* What you should do
Each entry below should be written out exactly as it is, with no pictures.

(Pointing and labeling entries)

▽

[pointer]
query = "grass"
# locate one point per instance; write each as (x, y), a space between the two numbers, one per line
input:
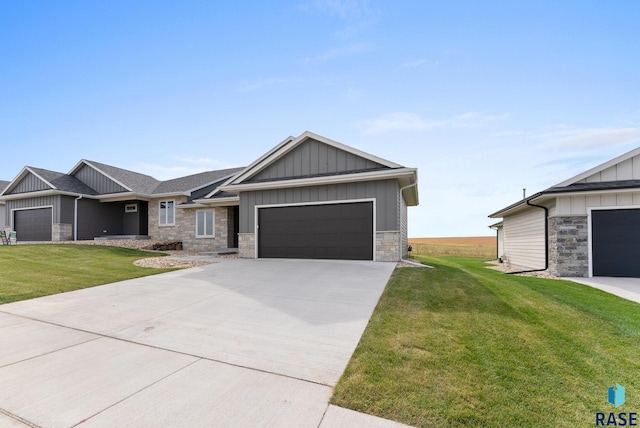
(483, 247)
(28, 271)
(463, 345)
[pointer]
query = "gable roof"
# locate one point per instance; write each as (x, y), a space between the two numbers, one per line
(193, 182)
(52, 179)
(130, 180)
(578, 183)
(379, 169)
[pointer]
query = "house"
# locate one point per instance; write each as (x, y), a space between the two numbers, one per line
(308, 197)
(3, 184)
(588, 225)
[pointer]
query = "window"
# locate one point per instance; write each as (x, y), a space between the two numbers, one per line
(167, 213)
(204, 224)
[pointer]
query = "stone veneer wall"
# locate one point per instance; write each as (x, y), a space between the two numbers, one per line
(184, 229)
(61, 232)
(247, 245)
(388, 246)
(569, 246)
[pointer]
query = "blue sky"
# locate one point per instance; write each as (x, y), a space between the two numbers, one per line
(485, 98)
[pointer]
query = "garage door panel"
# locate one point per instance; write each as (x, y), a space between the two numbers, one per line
(616, 242)
(33, 225)
(331, 231)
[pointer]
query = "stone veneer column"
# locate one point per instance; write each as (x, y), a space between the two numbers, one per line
(247, 245)
(387, 246)
(569, 246)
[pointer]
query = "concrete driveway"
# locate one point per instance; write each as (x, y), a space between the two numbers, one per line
(237, 343)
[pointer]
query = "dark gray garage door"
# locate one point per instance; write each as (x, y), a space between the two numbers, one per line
(334, 231)
(33, 225)
(615, 242)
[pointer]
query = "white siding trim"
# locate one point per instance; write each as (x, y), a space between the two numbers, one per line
(299, 204)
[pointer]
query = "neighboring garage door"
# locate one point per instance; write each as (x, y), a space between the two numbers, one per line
(615, 240)
(33, 225)
(332, 231)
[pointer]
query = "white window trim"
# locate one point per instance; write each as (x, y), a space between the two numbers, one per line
(160, 224)
(213, 224)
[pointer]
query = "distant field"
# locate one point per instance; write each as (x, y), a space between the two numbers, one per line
(466, 246)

△

* Answer to this task
[pointer]
query = "grass"
# locate one point per instance; write each as (x, y), a space between the two numbers, one per line
input:
(483, 247)
(28, 271)
(463, 345)
[pointer]
query = "gable roof"
# locate one point per instance; write each as (x, y), a space between the two numbers, one per line
(193, 182)
(52, 179)
(130, 180)
(578, 183)
(379, 169)
[pointer]
query = "house"
# locate one point per instance; write each as (x, y), a space between the two numbers, one per line
(308, 197)
(3, 184)
(588, 225)
[pointer]
query = "window"
# locate one point per instance; write each as (x, y), a space between the two numbers, one per line
(167, 213)
(204, 224)
[pointer]
query = "stone veneer wall"
# locate one point per instance; write each as (x, y), a space between the two numbers, one per line
(184, 229)
(61, 232)
(247, 245)
(388, 246)
(569, 246)
[pointer]
query = "blue sky"
# locate one point per instance; write each as (x, y), a space between the two numbers, one per line
(485, 98)
[pointer]
query = "garage door panel"
# locate one point per instance; write each as (x, y), a space between the two numbers, one per line
(616, 242)
(33, 225)
(331, 231)
[pointer]
query = "stone veneer column"
# locate one point per instance; write each as (x, y), a space between the two numbers, one per line
(247, 245)
(387, 246)
(569, 246)
[pointer]
query = "concrete driveway"
# locate one point per instance; write each as (x, y), a space between the two numbers, one per line
(237, 343)
[pointer]
query = "dark gray garage door"
# locate one point per instance; write each as (x, y), a space between the two numbers, one per line
(334, 231)
(33, 225)
(615, 242)
[pointer]
query = "white siding trim"
# locate one point per instance; write each as (x, y), a space between the two numbers, one per line
(299, 204)
[pointer]
query = "neighboring garage door"
# locate one point per instance; write each as (x, y), a space between the two numbers, one per line
(615, 240)
(33, 225)
(332, 231)
[pointer]
query = "white window trim"
# locate one point per instance; write each as (x, y), a space between the two numbers, one per line
(160, 224)
(213, 224)
[pointer]
query = "distant field"
# locate one point per instance; write each as (x, y), a space between the two numbers, one per line
(466, 246)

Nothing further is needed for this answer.